• **Problem to work on**:
Wherever the word "solar" occurs in the listing below, copy that whole line.

• **Data supplied**:

====

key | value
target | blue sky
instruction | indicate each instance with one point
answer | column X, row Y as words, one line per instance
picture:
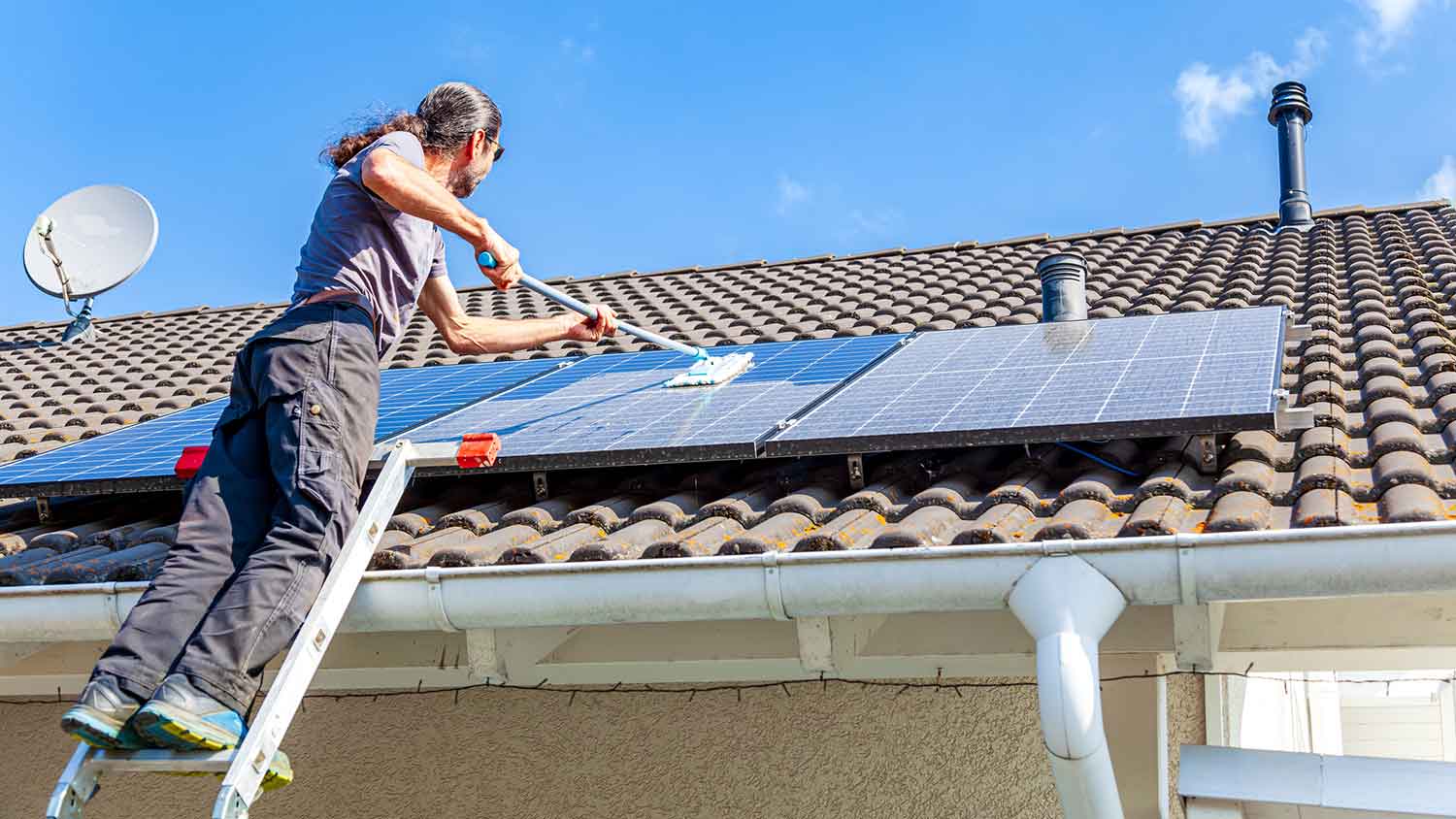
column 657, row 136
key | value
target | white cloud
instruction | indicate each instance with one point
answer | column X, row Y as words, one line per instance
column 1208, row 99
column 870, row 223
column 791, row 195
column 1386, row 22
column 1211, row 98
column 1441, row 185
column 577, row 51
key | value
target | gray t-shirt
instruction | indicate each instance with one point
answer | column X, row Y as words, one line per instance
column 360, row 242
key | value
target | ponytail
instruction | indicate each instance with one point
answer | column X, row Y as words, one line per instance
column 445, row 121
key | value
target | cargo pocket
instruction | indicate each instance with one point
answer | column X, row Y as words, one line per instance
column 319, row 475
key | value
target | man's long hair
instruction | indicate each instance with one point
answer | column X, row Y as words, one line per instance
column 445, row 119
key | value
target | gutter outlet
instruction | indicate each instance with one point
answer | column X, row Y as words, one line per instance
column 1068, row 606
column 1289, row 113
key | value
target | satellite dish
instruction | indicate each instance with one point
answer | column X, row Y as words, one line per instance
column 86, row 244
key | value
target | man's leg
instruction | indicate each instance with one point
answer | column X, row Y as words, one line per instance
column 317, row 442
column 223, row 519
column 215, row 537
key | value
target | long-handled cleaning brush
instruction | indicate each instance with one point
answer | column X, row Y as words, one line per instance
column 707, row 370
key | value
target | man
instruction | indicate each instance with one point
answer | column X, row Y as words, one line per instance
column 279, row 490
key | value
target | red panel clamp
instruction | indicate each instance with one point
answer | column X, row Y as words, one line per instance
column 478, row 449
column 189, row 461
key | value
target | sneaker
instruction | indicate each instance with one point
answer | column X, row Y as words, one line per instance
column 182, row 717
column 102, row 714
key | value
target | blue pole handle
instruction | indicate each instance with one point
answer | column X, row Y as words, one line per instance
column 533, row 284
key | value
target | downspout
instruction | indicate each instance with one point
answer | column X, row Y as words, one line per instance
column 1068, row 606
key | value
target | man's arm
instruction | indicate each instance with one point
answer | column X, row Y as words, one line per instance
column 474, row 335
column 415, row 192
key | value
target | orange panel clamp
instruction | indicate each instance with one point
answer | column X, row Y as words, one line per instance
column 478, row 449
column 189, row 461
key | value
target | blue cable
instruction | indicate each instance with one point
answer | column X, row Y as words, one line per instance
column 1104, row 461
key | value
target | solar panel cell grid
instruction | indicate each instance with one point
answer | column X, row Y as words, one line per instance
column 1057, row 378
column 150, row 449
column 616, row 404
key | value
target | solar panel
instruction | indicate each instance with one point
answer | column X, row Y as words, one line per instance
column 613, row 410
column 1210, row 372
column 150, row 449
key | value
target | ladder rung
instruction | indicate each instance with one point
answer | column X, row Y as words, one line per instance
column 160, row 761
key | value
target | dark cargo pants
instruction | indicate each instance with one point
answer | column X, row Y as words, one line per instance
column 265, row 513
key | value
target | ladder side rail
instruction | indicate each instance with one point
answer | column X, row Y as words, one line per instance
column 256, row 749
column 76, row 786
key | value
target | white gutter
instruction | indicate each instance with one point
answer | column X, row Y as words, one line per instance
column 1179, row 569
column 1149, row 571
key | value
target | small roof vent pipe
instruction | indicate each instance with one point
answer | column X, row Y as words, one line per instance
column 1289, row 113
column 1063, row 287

====

• **Response area**:
target | solar panel cell grid
target | solar panel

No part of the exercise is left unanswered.